**Excerpts of pointing data**
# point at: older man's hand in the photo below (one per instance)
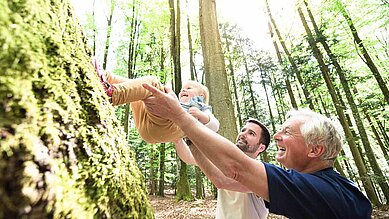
(165, 105)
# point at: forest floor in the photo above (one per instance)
(167, 207)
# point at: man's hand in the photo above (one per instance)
(199, 115)
(165, 105)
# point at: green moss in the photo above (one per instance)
(63, 153)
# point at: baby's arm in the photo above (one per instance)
(206, 117)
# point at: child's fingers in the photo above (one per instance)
(152, 89)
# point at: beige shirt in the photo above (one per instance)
(235, 205)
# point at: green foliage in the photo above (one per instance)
(63, 153)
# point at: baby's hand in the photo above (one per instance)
(199, 115)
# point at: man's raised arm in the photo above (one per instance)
(219, 150)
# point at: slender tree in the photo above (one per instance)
(109, 30)
(365, 54)
(290, 58)
(350, 98)
(215, 70)
(349, 137)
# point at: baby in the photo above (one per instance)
(194, 98)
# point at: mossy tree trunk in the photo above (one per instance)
(63, 153)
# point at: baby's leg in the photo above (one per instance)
(131, 90)
(114, 79)
(154, 129)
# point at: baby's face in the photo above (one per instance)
(187, 92)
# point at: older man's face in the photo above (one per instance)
(292, 149)
(248, 139)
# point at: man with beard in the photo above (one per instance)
(233, 200)
(308, 145)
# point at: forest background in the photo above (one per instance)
(67, 153)
(330, 56)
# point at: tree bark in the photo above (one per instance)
(63, 153)
(350, 99)
(290, 58)
(215, 70)
(367, 59)
(349, 137)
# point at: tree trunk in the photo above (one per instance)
(215, 70)
(292, 62)
(349, 137)
(350, 98)
(161, 182)
(287, 82)
(367, 59)
(63, 153)
(192, 68)
(109, 30)
(183, 189)
(199, 183)
(233, 81)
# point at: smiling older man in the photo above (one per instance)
(308, 145)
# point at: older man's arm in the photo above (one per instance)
(220, 151)
(216, 176)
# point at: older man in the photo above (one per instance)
(234, 201)
(308, 144)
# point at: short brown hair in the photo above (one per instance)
(265, 136)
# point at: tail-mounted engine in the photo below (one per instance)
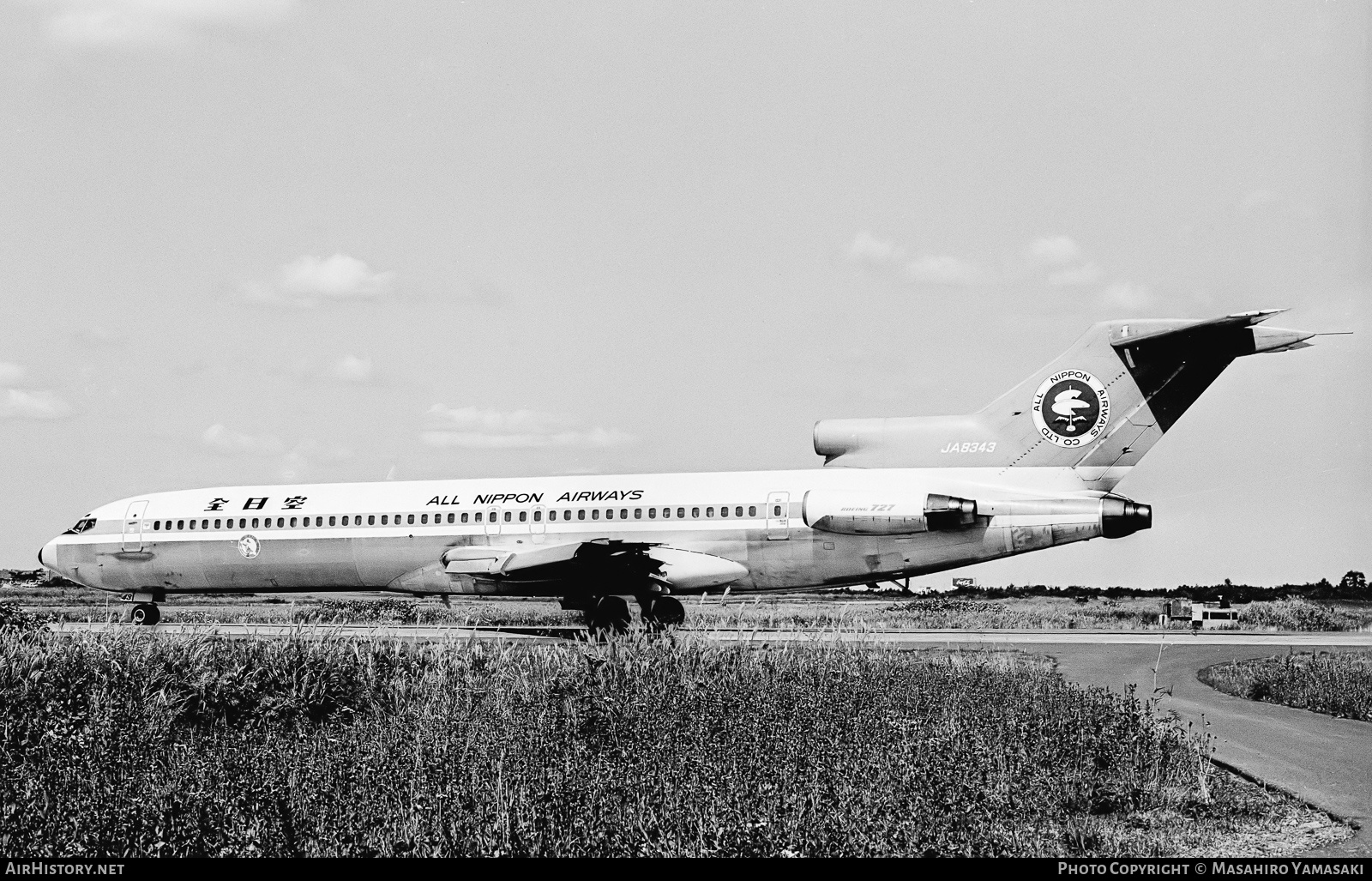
(1058, 519)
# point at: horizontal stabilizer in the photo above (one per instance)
(1097, 407)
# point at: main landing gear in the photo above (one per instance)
(611, 615)
(660, 612)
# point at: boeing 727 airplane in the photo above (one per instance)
(896, 497)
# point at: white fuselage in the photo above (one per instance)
(391, 535)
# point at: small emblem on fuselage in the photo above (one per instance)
(250, 546)
(1070, 407)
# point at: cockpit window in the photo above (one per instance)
(82, 524)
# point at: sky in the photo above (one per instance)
(274, 240)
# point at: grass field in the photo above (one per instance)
(748, 612)
(1338, 684)
(135, 743)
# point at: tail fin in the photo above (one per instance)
(1098, 407)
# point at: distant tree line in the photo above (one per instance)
(1351, 586)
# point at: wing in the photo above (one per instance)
(596, 567)
(614, 563)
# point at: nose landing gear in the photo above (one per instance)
(146, 613)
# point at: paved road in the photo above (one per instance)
(1321, 759)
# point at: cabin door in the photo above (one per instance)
(779, 515)
(134, 526)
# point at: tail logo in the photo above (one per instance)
(1070, 407)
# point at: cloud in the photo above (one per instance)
(477, 428)
(921, 269)
(1124, 295)
(1076, 276)
(226, 442)
(20, 404)
(1053, 251)
(353, 370)
(148, 22)
(309, 281)
(946, 270)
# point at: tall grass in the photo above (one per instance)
(144, 744)
(1338, 684)
(1298, 613)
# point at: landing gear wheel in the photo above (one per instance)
(608, 615)
(663, 612)
(146, 613)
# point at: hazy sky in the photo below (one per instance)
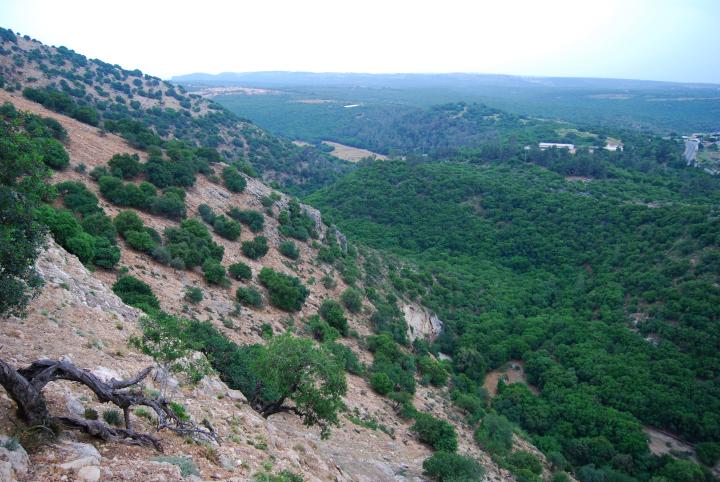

**Aim**
Please duplicate all of the material above line for line, leaving out the pictures.

**Finished exercise**
# point at: older man's hand in the photo below (one per instance)
(165, 105)
# point at: forest floor in the photo above (one per instance)
(167, 207)
# point at: man's hand in the photo above (one per instance)
(199, 115)
(165, 105)
# point at: green moss in the photo above (one per instance)
(63, 153)
# point at: baby's arm in the photo above (one per instance)
(206, 117)
# point at: child's fingers in the photo above (one per instance)
(152, 89)
# point at: beige shirt in the photo above (one per instance)
(235, 205)
# point at: green foliage in the photo above (one per instance)
(63, 153)
# point at: baby's hand in the photo above (one per instance)
(199, 115)
# point at: man's raised arm in the photo above (one per instance)
(219, 150)
# point at: slender tree in the photo above (one per instance)
(109, 30)
(365, 54)
(290, 58)
(350, 98)
(215, 70)
(349, 137)
# point at: baby in the photo above (one per instance)
(194, 98)
# point at: mossy tree trunk in the photo above (one per instance)
(63, 153)
# point at: baby's leg in the photo above (one per instance)
(131, 90)
(114, 79)
(154, 129)
# point at: baby's face in the photo above (one per instance)
(187, 92)
# point at: older man's face in the photo above (one per instance)
(292, 149)
(248, 139)
# point at: man with beard in the photo above (one per instance)
(233, 200)
(308, 145)
# point at: forest background in the photo above (one per instance)
(67, 153)
(330, 56)
# point at: tree bark in the photo above (one per instance)
(63, 153)
(350, 99)
(290, 58)
(215, 70)
(367, 59)
(349, 137)
# point at: tree trunk in the photo above (one per instance)
(215, 70)
(292, 62)
(349, 137)
(350, 98)
(161, 182)
(287, 82)
(367, 59)
(63, 153)
(192, 68)
(109, 30)
(183, 189)
(199, 183)
(233, 81)
# point at: smiling older man in the photo above (one per instance)
(308, 145)
# point at: older man's arm in the photo above (one per instance)
(220, 151)
(216, 176)
# point at: older man in the photo above (one per instance)
(234, 201)
(308, 144)
# point at: short brown hair in the photo above (one per instance)
(265, 136)
# point at: tail-mounted engine in the photo below (one per instance)
(1058, 519)
# point at: horizontal stabilizer in the photo above (one per instance)
(1097, 407)
# point at: main landing gear in the photo above (one per instance)
(611, 615)
(660, 612)
# point at: boeing 727 airplane in the photo above (one per instance)
(896, 497)
# point at: white fuselage in the photo above (one per instance)
(391, 535)
# point at: small emblem on fuselage in the photo above (one per instance)
(250, 546)
(1070, 407)
# point at: cockpit window in the photo above (one per instance)
(82, 524)
# point at: sky in the photo above (one per instance)
(274, 240)
# point at: grass field in the photo above (one per instance)
(748, 612)
(1338, 684)
(135, 743)
# point at: tail fin in the photo above (one per instance)
(1098, 407)
# point at: distant tree line in the photo above (one per instance)
(1351, 586)
# point at: wing in the photo above (one per instance)
(596, 567)
(614, 563)
# point at: nose landing gear in the photo above (one per instance)
(146, 613)
# point at: paved road in the photo above (one per instance)
(1321, 759)
# point at: cabin door in the photo above (one per instance)
(779, 515)
(134, 526)
# point at: tail logo in the photo above (one per instance)
(1070, 407)
# point at: cloud in the photo above (one per instance)
(477, 428)
(921, 269)
(1124, 295)
(1076, 276)
(226, 442)
(20, 404)
(1053, 251)
(353, 370)
(148, 22)
(309, 281)
(946, 270)
# point at: tall grass in the photo above (one per instance)
(144, 744)
(1338, 684)
(1298, 613)
# point at: landing gear wheel in the photo above (one per instance)
(608, 615)
(663, 612)
(146, 613)
# point at: hazy sky in the photo below (one per instance)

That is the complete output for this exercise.